# FRAGMENTO
┌──

Buscando expresiones coloquiales, cabría afirmar que Charlie es un cero a la izquierda, esto es, alguien que no goza de influencia ni consideración. Es el último mono, la persona más insignificante del lugar. Cabría describirlo como un monigote, en resumidas cuentas: no solo alguien ignorado, sino también proclive a dejarse manejar por los demás. Y por extensión sería un monicaco, voz resultado del cruce entre monigote y macaco que se aplica a infantes y personas de poco valor.

└──

# TAREA A
Reproduce sin cambios el tramo del fragmento sobre expresiones coloquiales que empieza con las palabras "Buscando expresiones coloquiales, cabría" y termina con "de poco valor.".

Entradas de la colección
┌──

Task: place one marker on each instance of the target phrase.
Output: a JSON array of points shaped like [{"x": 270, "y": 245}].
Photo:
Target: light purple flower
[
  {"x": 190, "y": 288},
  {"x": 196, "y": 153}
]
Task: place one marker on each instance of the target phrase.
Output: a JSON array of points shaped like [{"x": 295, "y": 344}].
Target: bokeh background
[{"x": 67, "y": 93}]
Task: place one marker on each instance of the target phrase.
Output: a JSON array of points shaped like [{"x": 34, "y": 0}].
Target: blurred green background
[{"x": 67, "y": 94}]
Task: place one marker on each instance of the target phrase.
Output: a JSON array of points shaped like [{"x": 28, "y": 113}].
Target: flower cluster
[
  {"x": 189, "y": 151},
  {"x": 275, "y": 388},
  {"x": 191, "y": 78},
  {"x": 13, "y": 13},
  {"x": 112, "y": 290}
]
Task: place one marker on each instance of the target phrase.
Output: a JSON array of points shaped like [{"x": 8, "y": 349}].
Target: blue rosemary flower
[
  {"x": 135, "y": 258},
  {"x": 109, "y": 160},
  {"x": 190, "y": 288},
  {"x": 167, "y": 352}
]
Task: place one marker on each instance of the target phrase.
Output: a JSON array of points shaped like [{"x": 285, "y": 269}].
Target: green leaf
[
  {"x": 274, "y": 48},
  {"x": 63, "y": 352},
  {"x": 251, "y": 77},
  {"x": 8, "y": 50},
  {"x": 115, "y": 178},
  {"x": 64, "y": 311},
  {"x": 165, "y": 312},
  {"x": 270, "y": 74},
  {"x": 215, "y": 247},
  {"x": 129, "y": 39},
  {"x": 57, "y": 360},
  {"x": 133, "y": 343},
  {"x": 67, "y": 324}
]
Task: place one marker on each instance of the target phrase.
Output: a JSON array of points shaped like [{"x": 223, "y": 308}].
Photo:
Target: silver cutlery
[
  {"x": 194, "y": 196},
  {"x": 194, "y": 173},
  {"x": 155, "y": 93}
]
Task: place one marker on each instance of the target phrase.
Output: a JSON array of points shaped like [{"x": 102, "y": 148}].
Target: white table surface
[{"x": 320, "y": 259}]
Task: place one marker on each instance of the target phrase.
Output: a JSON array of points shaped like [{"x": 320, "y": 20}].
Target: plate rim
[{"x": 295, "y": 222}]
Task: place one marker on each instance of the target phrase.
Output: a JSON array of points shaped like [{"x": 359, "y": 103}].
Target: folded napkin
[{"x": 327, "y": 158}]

└──

# TAREA B
Selecciona todas las líneas de las filas que incluyan la palabra "green". Se distinguen mayúsculas y minúsculas.

# RESULTADO OBTENIDO A
Buscando expresiones coloquiales, cabría afirmar que Charlie es un cero a la izquierda, esto es, alguien que no goza de influencia ni consideración. Es el último mono, la persona más insignificante del lugar. Cabría describirlo como un monigote, en resumidas cuentas: no solo alguien ignorado, sino también proclive a dejarse manejar por los demás. Y por extensión sería un monicaco, voz resultado del cruce entre monigote y macaco que se aplica a infantes y personas de poco valor.

# RESULTADO OBTENIDO B
Target: blurred green background
Target: green leaf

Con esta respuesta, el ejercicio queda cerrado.